TEXT EXCERPT ->
# Probably a silly question



## wordgirl (Feb 9, 2010)

Do you sell meat rabbits alive or already butchered?


----------



## waynesgarden (Feb 9, 2010)

Only live, here. Butchered, requires inspected processing plants. (Not that I disagree with that.)

Wayne


----------



## hobbyfarmrookie (Feb 9, 2010)

There is a guy close to me who will sell them alive but for an additional $2 he will butcher them.


----------



## wordgirl (Feb 10, 2010)

Do you know which is more common/customary? For the raiser, it would make it easier to not have to kill them (well, at least, for me), but are people willing to take live rabbits and take care of butchering themselves?

As you can tell, I really know just about nothing on this subject.  Thanks for your replies!


----------



## embkm (Feb 10, 2010)

I think you really need to find out about the laws in your state.  I was told here that if I were to butcher either my rabbits or chickens, I couldnt sell it as human food unless I was liscenced and inspected.  However, I can sell them as "food animals" if the purchaser will process them themselves, or if I take them to a liscenced butcher or processor (like those that process deer for hunters).


----------



## kelsystar (Feb 11, 2010)

This is a really great question and definitely subject to much debate in the backyard meat farmer's community! It's important to keep yourself on the right side of the law.

EXERCISE REQUIREMENTS -> In the thread on selling meat rabbits, rewrite the paragraph that begins "I think you really need to find out about the laws" as a short bulleted list that keeps its main points.

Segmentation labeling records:

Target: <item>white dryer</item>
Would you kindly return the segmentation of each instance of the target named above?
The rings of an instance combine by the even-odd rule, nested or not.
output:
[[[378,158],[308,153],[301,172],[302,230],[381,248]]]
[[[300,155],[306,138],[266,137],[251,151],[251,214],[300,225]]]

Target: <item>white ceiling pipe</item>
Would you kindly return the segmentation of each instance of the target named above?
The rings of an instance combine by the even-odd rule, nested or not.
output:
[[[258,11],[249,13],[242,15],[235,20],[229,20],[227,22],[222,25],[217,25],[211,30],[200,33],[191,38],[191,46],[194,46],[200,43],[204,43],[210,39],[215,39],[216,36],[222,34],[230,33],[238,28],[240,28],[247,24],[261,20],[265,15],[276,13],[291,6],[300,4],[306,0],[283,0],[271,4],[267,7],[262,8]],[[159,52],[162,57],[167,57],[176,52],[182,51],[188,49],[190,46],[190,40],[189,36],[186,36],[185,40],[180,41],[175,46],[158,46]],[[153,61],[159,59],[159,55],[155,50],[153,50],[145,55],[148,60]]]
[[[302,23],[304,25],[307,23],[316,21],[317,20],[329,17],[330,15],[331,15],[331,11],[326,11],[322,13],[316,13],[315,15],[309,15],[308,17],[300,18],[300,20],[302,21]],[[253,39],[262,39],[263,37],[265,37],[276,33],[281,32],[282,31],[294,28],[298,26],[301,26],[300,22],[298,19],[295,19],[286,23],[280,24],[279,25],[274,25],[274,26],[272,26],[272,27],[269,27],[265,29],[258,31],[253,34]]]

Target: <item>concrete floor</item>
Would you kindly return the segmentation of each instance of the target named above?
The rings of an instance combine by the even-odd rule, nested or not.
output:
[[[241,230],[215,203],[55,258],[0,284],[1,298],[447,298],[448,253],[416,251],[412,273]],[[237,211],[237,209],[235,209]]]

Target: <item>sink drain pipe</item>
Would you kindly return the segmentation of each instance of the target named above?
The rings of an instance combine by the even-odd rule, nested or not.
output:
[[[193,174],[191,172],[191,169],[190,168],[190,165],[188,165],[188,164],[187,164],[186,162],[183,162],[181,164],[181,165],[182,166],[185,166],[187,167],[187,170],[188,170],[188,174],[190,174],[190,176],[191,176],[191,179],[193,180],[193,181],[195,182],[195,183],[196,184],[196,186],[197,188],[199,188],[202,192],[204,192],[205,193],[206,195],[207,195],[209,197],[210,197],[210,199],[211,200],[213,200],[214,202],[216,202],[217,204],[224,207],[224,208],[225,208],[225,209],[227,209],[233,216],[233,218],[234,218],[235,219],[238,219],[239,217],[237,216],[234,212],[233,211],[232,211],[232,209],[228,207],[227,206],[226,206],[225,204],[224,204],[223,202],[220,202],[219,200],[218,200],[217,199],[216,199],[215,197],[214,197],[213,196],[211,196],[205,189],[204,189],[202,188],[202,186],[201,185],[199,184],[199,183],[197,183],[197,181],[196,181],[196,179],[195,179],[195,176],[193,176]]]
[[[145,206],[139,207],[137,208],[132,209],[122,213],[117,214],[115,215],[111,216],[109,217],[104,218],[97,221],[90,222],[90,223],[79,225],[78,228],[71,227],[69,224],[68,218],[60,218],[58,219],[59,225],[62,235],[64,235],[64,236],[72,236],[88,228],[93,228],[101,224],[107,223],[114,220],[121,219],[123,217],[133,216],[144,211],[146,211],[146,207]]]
--
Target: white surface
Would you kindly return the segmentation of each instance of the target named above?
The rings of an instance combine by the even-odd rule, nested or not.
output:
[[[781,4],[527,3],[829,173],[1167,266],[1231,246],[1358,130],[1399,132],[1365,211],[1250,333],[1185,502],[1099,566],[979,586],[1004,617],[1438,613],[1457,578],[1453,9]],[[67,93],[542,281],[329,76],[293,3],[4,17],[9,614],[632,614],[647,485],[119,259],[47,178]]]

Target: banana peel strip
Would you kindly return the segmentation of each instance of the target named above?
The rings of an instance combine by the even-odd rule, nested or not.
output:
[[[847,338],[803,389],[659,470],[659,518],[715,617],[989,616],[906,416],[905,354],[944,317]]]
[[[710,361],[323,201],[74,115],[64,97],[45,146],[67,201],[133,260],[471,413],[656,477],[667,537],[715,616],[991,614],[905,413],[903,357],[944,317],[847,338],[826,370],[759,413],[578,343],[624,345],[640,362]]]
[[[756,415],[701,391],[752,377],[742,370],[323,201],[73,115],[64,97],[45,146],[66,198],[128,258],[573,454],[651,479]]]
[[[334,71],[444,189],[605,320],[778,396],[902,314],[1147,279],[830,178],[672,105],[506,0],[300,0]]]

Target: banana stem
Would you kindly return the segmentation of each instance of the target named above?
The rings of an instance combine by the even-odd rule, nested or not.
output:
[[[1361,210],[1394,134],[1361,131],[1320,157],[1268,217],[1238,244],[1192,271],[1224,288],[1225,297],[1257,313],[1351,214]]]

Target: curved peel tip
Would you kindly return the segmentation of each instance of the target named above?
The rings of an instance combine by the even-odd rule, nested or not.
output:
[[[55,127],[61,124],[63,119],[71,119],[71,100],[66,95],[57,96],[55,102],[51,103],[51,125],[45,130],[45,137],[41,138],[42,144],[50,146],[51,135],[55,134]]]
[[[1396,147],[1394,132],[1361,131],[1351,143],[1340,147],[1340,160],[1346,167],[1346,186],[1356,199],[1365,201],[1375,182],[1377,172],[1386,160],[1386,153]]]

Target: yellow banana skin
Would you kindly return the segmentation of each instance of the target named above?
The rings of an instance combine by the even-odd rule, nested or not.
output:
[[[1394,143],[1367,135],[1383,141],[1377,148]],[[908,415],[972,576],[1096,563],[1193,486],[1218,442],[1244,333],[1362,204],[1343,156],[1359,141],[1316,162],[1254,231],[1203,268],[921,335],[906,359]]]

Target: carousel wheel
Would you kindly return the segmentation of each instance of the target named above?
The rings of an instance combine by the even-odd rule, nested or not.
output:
--
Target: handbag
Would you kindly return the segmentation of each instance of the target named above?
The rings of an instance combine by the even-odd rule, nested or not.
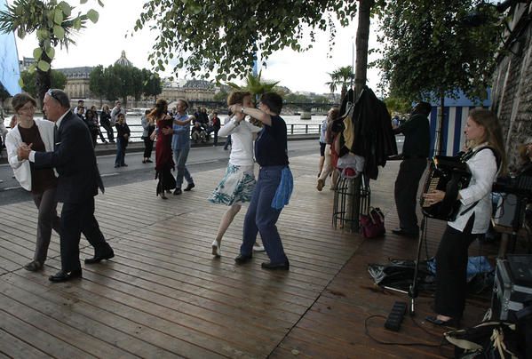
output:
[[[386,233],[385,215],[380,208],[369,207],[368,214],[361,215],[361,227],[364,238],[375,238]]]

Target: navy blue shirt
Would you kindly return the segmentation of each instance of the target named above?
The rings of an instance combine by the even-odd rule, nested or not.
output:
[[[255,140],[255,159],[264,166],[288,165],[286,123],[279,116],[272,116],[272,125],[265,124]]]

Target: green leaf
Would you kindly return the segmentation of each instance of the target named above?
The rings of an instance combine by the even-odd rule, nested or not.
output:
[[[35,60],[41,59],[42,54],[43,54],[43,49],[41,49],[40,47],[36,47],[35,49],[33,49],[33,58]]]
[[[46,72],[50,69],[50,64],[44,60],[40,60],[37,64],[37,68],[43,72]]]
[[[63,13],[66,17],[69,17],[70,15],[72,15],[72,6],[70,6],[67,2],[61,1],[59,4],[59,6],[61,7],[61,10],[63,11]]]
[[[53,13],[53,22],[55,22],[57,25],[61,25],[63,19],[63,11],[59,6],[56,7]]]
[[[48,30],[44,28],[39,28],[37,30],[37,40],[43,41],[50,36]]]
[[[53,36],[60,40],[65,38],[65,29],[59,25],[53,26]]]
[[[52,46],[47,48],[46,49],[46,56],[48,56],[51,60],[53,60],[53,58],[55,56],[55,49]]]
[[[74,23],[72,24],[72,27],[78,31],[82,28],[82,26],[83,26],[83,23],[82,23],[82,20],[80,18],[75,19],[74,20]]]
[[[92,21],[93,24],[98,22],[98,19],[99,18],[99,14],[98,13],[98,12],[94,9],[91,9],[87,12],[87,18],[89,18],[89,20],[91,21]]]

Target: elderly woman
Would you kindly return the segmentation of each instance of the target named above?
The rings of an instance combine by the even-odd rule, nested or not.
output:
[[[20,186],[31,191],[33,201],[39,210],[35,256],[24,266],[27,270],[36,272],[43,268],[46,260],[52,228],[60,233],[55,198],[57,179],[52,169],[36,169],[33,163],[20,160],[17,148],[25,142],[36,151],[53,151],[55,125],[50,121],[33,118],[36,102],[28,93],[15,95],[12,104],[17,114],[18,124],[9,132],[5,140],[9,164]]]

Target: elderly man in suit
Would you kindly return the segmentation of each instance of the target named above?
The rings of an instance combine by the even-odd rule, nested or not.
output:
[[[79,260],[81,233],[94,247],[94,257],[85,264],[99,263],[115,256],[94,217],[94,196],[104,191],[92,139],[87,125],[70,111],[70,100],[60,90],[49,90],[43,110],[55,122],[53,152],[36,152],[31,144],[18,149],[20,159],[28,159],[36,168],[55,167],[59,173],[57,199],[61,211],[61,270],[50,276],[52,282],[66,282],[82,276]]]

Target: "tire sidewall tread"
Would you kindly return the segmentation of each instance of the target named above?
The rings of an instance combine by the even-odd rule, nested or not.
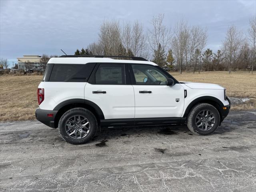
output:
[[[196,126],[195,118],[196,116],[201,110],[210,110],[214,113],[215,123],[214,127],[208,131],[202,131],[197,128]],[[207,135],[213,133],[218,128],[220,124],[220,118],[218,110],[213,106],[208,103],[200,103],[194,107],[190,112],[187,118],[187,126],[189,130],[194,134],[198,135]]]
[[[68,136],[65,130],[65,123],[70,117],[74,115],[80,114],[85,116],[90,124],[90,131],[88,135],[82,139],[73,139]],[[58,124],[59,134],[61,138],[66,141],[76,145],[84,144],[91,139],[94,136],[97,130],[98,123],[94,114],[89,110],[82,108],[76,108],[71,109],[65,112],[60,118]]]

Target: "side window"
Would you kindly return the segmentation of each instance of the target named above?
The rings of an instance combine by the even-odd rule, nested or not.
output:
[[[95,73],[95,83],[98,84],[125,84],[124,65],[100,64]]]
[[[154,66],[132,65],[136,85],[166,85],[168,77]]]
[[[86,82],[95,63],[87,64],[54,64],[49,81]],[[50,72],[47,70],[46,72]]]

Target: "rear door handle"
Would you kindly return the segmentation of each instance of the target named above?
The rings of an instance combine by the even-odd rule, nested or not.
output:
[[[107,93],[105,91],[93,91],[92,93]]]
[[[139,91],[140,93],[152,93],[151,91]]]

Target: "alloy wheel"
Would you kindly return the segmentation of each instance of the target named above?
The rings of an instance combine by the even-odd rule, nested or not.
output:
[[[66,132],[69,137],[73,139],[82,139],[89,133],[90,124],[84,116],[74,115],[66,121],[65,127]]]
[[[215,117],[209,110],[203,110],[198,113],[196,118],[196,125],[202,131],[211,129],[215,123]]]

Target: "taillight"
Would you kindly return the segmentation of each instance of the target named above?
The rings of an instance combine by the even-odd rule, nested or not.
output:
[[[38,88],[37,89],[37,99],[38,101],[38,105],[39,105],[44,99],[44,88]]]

COMPLETE RESPONSE ->
- Check the laws in your own state.
- The writer was told that home-butchered rabbits or chickens can't be sold as human food without a license and inspection.
- They can still be sold as "food animals" if the buyer does the processing.
- Or the seller can take them to a licensed butcher or processor, like the ones that process deer for hunters.